▸ About this task
Each entry, in full: copy it out exactly.

==== Records shown

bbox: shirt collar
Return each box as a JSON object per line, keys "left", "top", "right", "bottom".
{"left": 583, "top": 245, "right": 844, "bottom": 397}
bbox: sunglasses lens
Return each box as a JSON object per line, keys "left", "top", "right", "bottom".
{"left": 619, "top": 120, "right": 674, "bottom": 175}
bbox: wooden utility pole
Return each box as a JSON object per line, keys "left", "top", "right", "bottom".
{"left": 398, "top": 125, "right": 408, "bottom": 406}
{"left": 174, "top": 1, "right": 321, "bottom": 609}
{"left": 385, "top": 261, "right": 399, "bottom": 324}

========

▸ Answer section
bbox: shirt collar
Return each box as a JSON object per line, keys "left", "top", "right", "bottom".
{"left": 583, "top": 245, "right": 844, "bottom": 397}
bbox: sunglasses lens
Return each box as a JSON object per line, keys "left", "top", "right", "bottom".
{"left": 619, "top": 120, "right": 674, "bottom": 175}
bbox: wooden utility pole
Return each box as a JSON object per line, keys "left", "top", "right", "bottom".
{"left": 398, "top": 125, "right": 408, "bottom": 406}
{"left": 174, "top": 1, "right": 321, "bottom": 609}
{"left": 385, "top": 261, "right": 399, "bottom": 324}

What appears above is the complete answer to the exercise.